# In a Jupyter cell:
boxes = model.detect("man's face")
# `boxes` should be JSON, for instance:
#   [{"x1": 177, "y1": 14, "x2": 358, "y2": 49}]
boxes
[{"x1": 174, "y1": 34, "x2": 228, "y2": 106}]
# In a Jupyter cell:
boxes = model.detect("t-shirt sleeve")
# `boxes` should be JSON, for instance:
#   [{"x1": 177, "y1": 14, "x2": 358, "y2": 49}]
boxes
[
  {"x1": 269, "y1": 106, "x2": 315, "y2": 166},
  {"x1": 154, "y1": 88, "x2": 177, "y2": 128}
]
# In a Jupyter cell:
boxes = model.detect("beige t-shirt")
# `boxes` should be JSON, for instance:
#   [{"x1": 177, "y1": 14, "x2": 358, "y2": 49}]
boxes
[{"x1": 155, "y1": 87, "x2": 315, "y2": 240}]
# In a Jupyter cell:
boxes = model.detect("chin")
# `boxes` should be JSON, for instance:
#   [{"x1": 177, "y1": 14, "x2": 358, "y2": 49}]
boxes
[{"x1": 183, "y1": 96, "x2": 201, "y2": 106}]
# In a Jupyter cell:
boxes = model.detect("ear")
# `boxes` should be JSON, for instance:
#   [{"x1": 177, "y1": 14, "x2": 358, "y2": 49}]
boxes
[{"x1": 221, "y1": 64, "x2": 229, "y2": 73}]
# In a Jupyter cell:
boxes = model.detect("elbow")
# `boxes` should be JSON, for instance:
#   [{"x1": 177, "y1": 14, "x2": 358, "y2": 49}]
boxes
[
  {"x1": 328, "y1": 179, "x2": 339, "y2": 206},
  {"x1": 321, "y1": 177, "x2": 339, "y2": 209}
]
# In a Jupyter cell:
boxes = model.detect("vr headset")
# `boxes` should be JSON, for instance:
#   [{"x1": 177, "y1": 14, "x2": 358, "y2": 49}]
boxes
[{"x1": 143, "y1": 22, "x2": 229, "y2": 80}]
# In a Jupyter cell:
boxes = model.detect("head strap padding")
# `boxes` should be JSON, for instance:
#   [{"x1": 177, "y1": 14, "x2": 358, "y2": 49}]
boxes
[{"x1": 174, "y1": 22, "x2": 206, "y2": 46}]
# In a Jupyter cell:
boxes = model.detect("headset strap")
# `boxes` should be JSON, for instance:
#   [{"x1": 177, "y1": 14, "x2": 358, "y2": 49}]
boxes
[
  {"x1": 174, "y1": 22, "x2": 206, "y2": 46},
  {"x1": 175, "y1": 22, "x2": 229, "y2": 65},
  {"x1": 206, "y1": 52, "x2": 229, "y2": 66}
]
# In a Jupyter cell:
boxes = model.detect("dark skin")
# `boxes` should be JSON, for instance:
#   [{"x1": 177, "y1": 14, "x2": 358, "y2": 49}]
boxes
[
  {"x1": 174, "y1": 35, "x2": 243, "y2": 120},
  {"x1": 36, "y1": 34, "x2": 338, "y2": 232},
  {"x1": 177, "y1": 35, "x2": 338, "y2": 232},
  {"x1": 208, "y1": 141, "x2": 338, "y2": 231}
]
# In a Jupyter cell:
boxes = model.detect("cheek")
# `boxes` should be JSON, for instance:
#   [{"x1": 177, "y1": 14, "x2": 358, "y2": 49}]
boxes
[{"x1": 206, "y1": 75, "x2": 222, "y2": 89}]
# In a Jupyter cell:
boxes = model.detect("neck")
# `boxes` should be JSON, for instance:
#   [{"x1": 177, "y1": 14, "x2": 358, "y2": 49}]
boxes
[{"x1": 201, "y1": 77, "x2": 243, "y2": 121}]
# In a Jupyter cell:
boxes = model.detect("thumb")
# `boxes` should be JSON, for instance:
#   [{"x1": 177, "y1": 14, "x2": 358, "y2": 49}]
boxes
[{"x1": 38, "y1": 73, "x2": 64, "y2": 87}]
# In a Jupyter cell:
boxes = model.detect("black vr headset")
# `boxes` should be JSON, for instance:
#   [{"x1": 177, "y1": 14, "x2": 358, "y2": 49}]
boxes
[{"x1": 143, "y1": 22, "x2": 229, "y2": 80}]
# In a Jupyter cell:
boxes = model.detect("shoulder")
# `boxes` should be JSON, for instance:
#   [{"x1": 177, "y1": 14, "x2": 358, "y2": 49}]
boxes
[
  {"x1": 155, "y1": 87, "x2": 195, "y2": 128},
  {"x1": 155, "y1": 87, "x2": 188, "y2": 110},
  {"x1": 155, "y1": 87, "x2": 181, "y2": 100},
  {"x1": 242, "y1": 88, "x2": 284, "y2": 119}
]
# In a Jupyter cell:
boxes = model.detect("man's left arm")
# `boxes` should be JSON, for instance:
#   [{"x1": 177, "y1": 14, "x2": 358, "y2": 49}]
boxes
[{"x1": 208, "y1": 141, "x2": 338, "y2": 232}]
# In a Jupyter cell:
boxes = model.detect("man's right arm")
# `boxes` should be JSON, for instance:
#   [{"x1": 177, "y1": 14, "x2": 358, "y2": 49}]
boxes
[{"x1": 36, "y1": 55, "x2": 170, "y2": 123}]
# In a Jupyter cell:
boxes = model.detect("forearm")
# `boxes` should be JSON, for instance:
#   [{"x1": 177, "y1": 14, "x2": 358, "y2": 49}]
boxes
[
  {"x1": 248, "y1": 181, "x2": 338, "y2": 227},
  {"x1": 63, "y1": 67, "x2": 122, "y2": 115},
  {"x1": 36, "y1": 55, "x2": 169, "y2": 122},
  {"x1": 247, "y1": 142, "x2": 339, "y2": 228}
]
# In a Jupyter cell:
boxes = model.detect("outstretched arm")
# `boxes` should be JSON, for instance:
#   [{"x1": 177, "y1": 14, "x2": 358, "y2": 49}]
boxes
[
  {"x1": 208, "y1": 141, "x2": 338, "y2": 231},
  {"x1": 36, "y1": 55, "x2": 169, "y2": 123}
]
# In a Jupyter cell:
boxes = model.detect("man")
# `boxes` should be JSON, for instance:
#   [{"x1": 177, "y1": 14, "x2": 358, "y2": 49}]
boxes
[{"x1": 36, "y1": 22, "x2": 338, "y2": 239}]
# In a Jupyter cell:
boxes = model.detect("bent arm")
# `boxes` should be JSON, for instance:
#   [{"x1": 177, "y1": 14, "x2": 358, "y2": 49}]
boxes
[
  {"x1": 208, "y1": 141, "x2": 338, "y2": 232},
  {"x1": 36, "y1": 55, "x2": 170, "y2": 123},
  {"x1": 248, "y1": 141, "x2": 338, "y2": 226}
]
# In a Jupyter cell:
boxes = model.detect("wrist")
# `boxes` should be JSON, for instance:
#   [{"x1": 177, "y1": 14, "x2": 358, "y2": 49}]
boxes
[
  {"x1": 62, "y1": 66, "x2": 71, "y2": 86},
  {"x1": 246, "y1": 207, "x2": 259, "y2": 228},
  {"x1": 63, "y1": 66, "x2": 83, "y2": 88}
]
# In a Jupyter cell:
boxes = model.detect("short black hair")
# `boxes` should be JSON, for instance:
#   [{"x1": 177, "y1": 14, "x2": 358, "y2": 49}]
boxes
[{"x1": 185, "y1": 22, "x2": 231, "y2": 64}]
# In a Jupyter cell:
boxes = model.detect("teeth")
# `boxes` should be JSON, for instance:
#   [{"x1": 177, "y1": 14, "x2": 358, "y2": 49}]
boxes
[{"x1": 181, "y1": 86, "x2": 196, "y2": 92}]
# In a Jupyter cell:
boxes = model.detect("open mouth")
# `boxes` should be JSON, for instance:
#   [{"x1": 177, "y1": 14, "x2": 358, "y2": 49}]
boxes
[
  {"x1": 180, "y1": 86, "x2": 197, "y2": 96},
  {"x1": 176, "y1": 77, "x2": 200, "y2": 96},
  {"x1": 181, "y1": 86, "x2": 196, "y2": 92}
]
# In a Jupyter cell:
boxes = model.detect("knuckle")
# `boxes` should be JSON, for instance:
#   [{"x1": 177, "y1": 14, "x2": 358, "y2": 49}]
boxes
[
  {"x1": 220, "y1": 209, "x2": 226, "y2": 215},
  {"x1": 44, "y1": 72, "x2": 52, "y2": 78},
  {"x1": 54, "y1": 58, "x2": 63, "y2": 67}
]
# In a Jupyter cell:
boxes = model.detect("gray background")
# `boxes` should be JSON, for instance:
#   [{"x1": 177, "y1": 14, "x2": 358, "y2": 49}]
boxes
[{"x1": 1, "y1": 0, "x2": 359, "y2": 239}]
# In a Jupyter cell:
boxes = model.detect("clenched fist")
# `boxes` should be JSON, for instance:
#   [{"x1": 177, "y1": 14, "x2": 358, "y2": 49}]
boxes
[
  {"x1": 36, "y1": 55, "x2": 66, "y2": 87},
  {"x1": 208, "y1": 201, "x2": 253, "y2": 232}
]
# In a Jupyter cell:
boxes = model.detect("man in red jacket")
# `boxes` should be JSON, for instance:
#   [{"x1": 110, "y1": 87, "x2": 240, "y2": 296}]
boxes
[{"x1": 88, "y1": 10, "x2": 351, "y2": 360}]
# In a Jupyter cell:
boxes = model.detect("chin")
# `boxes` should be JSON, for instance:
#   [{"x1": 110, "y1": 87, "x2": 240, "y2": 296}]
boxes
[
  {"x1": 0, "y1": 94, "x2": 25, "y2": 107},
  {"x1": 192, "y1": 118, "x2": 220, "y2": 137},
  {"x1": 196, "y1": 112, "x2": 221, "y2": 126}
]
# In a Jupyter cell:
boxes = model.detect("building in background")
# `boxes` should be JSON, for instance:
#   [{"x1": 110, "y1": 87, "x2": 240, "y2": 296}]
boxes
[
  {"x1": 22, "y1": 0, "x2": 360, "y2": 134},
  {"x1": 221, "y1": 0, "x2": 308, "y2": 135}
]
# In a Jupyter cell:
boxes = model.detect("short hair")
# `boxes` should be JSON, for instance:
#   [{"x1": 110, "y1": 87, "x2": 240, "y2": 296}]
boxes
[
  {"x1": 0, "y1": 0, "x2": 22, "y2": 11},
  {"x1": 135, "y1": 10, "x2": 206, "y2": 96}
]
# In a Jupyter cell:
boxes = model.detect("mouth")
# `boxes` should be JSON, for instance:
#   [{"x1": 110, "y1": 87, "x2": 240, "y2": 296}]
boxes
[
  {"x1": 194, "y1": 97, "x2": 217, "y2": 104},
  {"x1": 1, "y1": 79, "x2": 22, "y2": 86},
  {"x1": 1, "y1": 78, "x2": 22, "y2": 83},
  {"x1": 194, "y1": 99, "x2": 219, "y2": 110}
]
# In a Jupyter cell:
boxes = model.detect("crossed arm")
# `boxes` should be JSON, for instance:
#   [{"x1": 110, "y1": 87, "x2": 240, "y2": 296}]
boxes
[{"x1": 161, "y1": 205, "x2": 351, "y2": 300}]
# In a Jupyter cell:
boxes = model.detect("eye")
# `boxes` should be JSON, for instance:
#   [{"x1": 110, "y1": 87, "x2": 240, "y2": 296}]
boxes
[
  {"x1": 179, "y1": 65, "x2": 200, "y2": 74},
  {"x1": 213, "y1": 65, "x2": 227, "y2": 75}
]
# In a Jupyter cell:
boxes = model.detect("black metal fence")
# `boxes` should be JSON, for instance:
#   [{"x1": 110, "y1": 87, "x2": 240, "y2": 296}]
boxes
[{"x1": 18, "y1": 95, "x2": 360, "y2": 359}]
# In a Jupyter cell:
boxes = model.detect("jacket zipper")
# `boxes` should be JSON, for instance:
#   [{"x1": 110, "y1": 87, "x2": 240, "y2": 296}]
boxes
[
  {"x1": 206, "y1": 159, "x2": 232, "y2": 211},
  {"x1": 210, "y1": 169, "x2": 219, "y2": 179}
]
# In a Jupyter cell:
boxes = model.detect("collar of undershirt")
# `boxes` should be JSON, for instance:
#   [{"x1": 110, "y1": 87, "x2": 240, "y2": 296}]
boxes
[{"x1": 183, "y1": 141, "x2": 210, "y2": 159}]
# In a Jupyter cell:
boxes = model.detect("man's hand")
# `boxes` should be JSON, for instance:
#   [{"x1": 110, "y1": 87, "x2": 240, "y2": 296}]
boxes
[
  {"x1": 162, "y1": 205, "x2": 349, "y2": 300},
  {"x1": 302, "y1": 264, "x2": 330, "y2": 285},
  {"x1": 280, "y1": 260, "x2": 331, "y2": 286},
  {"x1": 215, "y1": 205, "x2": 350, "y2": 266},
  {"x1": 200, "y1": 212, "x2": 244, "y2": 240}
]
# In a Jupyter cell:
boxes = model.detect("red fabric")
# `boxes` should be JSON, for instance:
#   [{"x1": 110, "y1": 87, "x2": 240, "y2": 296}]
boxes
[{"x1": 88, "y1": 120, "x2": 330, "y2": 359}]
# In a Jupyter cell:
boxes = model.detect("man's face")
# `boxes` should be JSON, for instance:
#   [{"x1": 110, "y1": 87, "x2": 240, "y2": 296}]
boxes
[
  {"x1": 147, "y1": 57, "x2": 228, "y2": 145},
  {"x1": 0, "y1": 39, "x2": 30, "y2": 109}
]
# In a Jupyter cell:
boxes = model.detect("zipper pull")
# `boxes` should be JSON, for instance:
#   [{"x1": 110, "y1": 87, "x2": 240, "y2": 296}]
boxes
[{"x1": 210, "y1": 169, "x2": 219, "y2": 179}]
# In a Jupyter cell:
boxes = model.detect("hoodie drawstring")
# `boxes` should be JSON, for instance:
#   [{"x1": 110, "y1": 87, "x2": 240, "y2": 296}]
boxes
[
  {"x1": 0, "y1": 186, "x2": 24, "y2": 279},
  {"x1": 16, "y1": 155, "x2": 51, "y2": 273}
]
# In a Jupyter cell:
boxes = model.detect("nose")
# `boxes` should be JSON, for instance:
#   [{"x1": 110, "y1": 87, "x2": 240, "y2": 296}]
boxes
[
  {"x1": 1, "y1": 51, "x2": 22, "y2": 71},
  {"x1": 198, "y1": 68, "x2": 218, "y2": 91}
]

┄┄┄┄┄┄┄┄┄┄┄┄┄┄┄┄┄┄┄┄

Return all lines of the material above in which the word "jacket" occurs.

## [Problem solution]
boxes = model.detect("man in red jacket")
boxes = model.detect("jacket zipper")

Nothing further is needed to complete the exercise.